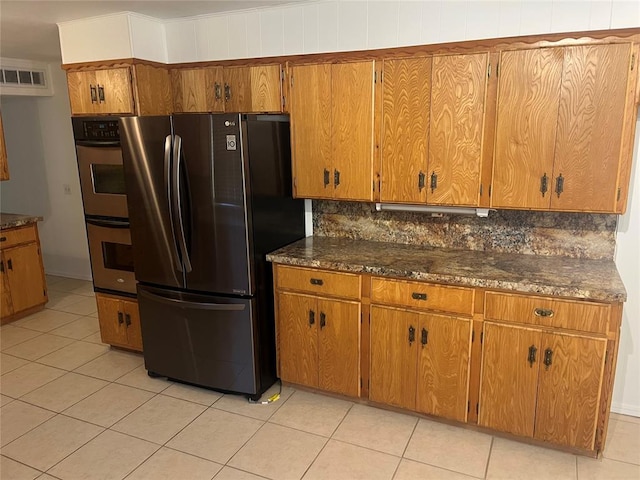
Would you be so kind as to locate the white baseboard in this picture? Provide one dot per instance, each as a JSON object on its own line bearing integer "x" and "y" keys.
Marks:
{"x": 625, "y": 409}
{"x": 68, "y": 274}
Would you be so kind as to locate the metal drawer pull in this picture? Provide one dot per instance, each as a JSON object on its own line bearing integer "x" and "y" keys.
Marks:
{"x": 532, "y": 355}
{"x": 543, "y": 312}
{"x": 548, "y": 354}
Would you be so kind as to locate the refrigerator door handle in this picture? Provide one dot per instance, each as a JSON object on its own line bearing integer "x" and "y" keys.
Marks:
{"x": 176, "y": 211}
{"x": 168, "y": 182}
{"x": 201, "y": 305}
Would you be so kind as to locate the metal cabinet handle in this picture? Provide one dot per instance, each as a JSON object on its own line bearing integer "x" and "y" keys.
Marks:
{"x": 543, "y": 312}
{"x": 532, "y": 355}
{"x": 544, "y": 184}
{"x": 559, "y": 185}
{"x": 548, "y": 354}
{"x": 425, "y": 336}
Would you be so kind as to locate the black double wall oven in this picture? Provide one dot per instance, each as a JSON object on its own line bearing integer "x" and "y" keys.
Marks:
{"x": 105, "y": 203}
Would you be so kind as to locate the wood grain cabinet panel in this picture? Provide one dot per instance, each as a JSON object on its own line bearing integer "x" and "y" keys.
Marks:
{"x": 443, "y": 366}
{"x": 332, "y": 130}
{"x": 393, "y": 357}
{"x": 509, "y": 380}
{"x": 527, "y": 114}
{"x": 591, "y": 118}
{"x": 569, "y": 388}
{"x": 298, "y": 339}
{"x": 406, "y": 96}
{"x": 458, "y": 88}
{"x": 197, "y": 89}
{"x": 119, "y": 321}
{"x": 310, "y": 110}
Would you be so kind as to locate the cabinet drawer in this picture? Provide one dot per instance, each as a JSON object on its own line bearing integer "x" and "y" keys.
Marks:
{"x": 549, "y": 312}
{"x": 422, "y": 295}
{"x": 345, "y": 285}
{"x": 16, "y": 236}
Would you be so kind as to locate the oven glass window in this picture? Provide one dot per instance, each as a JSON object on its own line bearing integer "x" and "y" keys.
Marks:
{"x": 117, "y": 256}
{"x": 108, "y": 179}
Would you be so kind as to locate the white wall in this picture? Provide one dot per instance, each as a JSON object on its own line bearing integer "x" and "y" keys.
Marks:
{"x": 42, "y": 159}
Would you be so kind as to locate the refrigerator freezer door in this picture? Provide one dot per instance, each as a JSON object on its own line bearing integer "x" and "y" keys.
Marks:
{"x": 146, "y": 151}
{"x": 200, "y": 339}
{"x": 217, "y": 224}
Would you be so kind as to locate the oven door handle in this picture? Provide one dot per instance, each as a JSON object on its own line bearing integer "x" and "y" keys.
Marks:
{"x": 99, "y": 222}
{"x": 98, "y": 143}
{"x": 177, "y": 216}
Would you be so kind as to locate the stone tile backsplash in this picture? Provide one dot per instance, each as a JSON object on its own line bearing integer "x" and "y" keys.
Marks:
{"x": 575, "y": 235}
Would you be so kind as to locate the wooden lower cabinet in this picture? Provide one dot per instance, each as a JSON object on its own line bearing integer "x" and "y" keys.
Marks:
{"x": 542, "y": 385}
{"x": 420, "y": 361}
{"x": 119, "y": 321}
{"x": 23, "y": 285}
{"x": 318, "y": 342}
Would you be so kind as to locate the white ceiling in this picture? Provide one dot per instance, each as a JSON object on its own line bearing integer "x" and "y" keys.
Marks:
{"x": 28, "y": 28}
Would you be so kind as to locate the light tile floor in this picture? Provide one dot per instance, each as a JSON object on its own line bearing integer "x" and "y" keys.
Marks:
{"x": 77, "y": 409}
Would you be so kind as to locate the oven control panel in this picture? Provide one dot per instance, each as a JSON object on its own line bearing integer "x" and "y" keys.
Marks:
{"x": 101, "y": 130}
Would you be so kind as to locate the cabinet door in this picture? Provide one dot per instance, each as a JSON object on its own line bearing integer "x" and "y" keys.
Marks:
{"x": 132, "y": 323}
{"x": 266, "y": 89}
{"x": 4, "y": 163}
{"x": 298, "y": 317}
{"x": 571, "y": 370}
{"x": 527, "y": 113}
{"x": 83, "y": 93}
{"x": 197, "y": 89}
{"x": 590, "y": 127}
{"x": 26, "y": 278}
{"x": 509, "y": 381}
{"x": 6, "y": 308}
{"x": 352, "y": 130}
{"x": 114, "y": 91}
{"x": 310, "y": 110}
{"x": 237, "y": 89}
{"x": 339, "y": 346}
{"x": 392, "y": 377}
{"x": 443, "y": 366}
{"x": 458, "y": 86}
{"x": 406, "y": 94}
{"x": 113, "y": 328}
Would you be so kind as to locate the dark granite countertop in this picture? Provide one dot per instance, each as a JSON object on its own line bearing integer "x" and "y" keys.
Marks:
{"x": 12, "y": 220}
{"x": 547, "y": 275}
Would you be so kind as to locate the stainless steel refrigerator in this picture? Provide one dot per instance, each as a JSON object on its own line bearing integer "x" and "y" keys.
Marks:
{"x": 209, "y": 196}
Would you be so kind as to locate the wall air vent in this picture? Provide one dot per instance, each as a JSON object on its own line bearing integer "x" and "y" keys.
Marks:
{"x": 24, "y": 77}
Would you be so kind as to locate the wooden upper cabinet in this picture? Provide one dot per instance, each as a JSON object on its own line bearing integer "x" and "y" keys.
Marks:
{"x": 197, "y": 90}
{"x": 458, "y": 90}
{"x": 406, "y": 96}
{"x": 310, "y": 110}
{"x": 253, "y": 89}
{"x": 569, "y": 388}
{"x": 4, "y": 163}
{"x": 352, "y": 130}
{"x": 529, "y": 85}
{"x": 591, "y": 118}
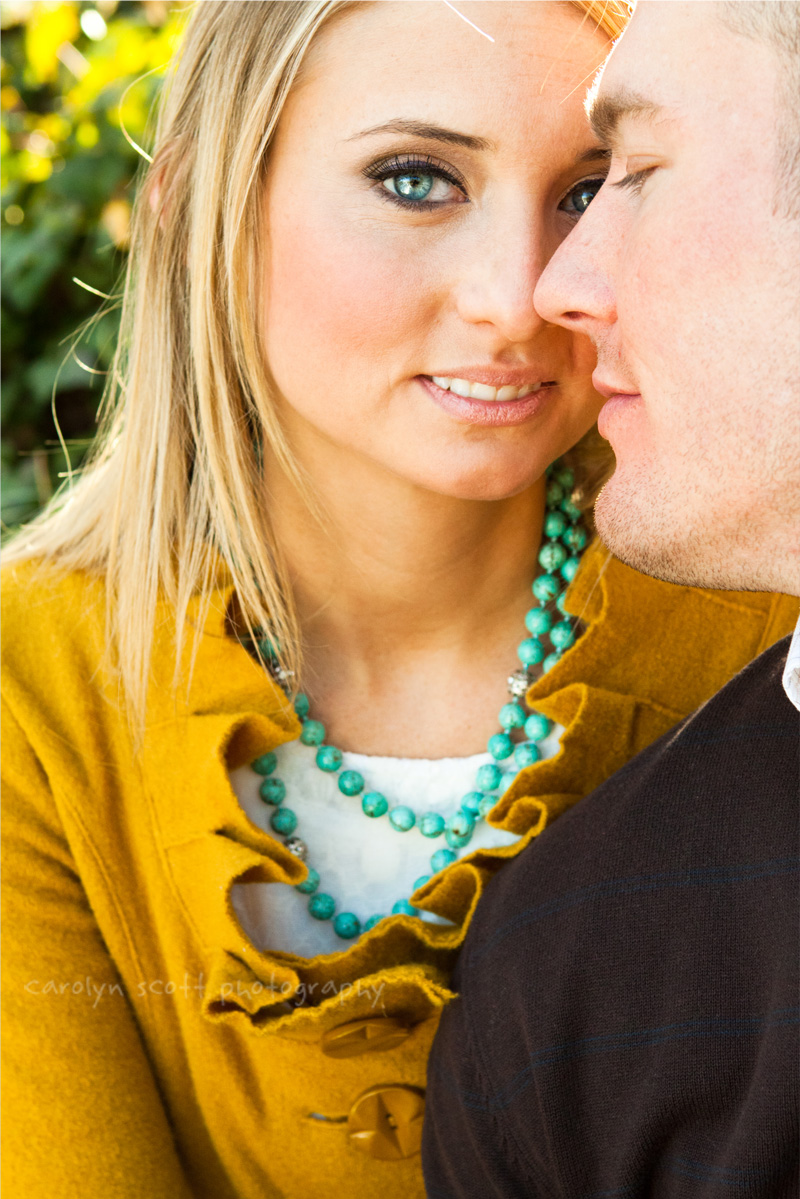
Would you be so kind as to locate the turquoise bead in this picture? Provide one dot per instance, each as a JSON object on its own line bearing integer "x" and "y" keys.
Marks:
{"x": 555, "y": 523}
{"x": 530, "y": 651}
{"x": 312, "y": 733}
{"x": 347, "y": 926}
{"x": 563, "y": 634}
{"x": 539, "y": 621}
{"x": 402, "y": 818}
{"x": 488, "y": 777}
{"x": 471, "y": 802}
{"x": 554, "y": 494}
{"x": 374, "y": 803}
{"x": 308, "y": 885}
{"x": 329, "y": 758}
{"x": 511, "y": 716}
{"x": 284, "y": 821}
{"x": 487, "y": 803}
{"x": 500, "y": 746}
{"x": 269, "y": 646}
{"x": 350, "y": 782}
{"x": 265, "y": 764}
{"x": 576, "y": 538}
{"x": 552, "y": 555}
{"x": 432, "y": 824}
{"x": 272, "y": 790}
{"x": 546, "y": 588}
{"x": 525, "y": 754}
{"x": 322, "y": 907}
{"x": 537, "y": 727}
{"x": 441, "y": 859}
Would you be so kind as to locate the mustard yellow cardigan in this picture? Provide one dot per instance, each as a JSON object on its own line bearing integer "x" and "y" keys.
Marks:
{"x": 150, "y": 1049}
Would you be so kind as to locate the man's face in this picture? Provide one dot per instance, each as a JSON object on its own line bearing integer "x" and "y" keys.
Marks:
{"x": 685, "y": 272}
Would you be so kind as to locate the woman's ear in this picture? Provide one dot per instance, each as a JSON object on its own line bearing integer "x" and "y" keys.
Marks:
{"x": 161, "y": 182}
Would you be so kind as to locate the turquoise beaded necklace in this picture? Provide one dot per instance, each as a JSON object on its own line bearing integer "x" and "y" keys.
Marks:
{"x": 564, "y": 541}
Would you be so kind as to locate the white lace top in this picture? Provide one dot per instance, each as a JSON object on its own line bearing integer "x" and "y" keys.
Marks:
{"x": 365, "y": 863}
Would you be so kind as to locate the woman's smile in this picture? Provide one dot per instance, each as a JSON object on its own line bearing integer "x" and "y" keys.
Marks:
{"x": 411, "y": 204}
{"x": 479, "y": 403}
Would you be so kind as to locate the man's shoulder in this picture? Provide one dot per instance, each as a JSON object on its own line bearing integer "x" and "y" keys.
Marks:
{"x": 717, "y": 791}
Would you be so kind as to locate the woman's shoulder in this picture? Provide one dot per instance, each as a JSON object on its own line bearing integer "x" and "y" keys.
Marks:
{"x": 53, "y": 634}
{"x": 42, "y": 601}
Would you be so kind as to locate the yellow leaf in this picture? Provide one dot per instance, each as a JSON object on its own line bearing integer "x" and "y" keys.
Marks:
{"x": 49, "y": 26}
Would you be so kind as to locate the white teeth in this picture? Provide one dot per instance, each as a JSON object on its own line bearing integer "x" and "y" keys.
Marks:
{"x": 481, "y": 390}
{"x": 507, "y": 393}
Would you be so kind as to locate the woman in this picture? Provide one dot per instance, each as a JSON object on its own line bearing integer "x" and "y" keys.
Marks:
{"x": 335, "y": 413}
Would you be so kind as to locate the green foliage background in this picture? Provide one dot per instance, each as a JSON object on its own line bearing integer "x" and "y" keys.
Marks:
{"x": 76, "y": 77}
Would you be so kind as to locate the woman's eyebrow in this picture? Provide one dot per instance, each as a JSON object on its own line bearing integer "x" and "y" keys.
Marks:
{"x": 433, "y": 132}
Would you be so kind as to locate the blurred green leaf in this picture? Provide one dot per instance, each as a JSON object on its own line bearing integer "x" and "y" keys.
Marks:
{"x": 67, "y": 185}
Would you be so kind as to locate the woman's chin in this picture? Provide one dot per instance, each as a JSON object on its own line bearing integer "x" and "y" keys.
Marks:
{"x": 486, "y": 483}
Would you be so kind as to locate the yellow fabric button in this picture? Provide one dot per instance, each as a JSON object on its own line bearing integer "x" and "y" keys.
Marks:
{"x": 358, "y": 1037}
{"x": 386, "y": 1122}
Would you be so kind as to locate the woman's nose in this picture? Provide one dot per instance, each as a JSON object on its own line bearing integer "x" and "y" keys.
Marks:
{"x": 498, "y": 290}
{"x": 577, "y": 287}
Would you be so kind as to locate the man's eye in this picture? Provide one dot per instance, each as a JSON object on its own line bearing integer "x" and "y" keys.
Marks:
{"x": 577, "y": 199}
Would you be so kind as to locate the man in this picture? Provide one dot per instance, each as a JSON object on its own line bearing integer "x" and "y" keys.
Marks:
{"x": 627, "y": 1020}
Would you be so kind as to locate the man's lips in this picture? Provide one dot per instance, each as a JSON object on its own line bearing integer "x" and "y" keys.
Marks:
{"x": 611, "y": 389}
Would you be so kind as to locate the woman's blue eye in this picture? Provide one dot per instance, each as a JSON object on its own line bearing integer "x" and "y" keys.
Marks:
{"x": 581, "y": 197}
{"x": 413, "y": 186}
{"x": 419, "y": 185}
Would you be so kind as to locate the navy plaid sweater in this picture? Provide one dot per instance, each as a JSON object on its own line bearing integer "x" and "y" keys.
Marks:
{"x": 627, "y": 1012}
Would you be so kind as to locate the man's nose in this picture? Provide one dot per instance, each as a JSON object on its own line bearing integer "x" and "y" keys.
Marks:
{"x": 578, "y": 287}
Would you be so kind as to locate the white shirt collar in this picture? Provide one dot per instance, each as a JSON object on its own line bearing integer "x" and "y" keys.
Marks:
{"x": 792, "y": 672}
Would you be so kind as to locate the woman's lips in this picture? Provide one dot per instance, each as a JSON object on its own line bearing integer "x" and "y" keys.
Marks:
{"x": 491, "y": 413}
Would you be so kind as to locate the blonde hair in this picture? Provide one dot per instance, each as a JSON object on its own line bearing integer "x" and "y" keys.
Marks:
{"x": 174, "y": 484}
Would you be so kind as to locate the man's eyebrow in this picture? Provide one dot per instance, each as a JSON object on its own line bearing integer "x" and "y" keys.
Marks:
{"x": 608, "y": 110}
{"x": 593, "y": 154}
{"x": 432, "y": 132}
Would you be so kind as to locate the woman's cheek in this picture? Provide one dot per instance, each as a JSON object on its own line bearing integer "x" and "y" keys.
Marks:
{"x": 340, "y": 303}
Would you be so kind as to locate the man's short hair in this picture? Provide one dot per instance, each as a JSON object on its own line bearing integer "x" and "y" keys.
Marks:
{"x": 777, "y": 22}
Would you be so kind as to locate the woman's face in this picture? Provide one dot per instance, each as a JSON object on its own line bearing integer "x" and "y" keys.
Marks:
{"x": 420, "y": 180}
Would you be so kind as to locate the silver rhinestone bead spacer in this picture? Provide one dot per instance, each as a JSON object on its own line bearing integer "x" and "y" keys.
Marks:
{"x": 518, "y": 684}
{"x": 296, "y": 847}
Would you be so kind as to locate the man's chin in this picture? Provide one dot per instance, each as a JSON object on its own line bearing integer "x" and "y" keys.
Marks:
{"x": 637, "y": 529}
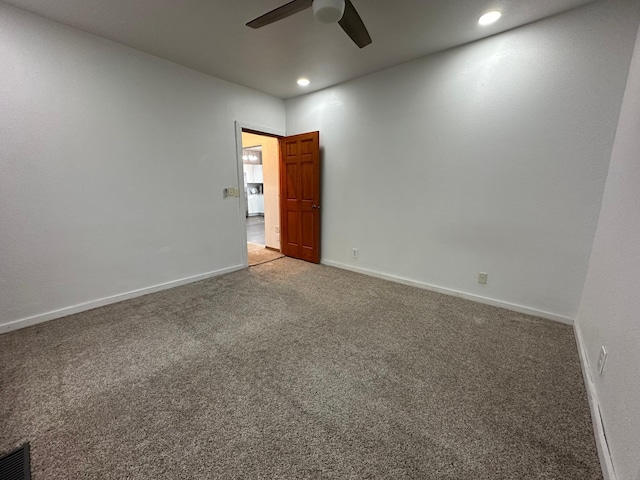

+-------+

**GIVEN REQUEST**: Report every line of the data above that contains the word "panel". Case matters.

**EXERCISE ANSWER**:
Would you be so kind as to locate the wood grain cabinet panel in this picture? Provide one dot per instance, each as a JSON object on its own line bearing integer "x" and "y" keys.
Would you be so kind as to locate the oven control panel in this picture? Provide one dot per instance, each as a JSON object on its own line bearing integer "x" and "y" keys.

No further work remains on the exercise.